**EXERCISE DETAILS:** Each line below that holds the word "green" counts once; state the total number of such lines and nothing else.

[Stored data entries]
━━━━━━━━━━

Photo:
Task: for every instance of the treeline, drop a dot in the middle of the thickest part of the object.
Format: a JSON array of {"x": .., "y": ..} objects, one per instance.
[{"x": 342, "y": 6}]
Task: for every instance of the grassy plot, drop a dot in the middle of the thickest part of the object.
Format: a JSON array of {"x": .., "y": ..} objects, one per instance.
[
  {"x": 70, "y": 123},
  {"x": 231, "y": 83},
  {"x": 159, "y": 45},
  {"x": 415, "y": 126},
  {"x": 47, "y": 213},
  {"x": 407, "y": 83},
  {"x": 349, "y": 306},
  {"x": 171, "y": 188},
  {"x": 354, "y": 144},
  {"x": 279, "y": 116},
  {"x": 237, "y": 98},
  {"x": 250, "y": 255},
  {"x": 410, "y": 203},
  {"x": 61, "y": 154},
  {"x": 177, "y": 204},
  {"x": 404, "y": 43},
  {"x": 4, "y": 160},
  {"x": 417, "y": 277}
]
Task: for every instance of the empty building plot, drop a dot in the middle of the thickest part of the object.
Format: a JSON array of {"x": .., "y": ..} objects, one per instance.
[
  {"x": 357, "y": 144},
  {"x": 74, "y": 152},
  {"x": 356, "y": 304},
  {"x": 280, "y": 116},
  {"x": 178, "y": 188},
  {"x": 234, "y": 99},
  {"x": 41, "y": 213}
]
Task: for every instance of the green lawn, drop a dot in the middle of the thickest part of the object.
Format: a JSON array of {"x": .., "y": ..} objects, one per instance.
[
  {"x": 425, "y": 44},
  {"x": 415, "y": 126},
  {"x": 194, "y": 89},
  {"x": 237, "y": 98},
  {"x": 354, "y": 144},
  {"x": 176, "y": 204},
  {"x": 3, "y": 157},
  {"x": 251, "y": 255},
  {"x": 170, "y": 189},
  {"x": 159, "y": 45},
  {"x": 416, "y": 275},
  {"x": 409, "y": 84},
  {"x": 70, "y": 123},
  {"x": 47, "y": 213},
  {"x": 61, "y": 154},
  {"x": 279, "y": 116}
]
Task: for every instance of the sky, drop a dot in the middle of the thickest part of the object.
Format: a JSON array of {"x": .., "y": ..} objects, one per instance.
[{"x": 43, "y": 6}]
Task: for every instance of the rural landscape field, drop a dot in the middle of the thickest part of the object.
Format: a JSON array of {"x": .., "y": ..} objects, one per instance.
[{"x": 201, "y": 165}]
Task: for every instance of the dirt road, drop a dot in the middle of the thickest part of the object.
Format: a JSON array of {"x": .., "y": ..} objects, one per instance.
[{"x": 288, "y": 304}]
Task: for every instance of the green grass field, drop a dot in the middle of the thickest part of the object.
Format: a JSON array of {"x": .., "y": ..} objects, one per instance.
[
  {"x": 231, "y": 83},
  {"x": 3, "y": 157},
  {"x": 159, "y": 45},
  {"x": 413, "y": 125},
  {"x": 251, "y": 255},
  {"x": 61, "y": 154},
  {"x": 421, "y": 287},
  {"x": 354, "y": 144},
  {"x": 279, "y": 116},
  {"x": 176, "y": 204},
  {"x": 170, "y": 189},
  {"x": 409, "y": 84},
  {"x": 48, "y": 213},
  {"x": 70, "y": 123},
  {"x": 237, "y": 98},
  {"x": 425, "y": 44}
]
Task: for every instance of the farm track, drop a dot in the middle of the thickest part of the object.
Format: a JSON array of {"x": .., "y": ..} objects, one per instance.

━━━━━━━━━━

**EXERCISE RESPONSE:** 2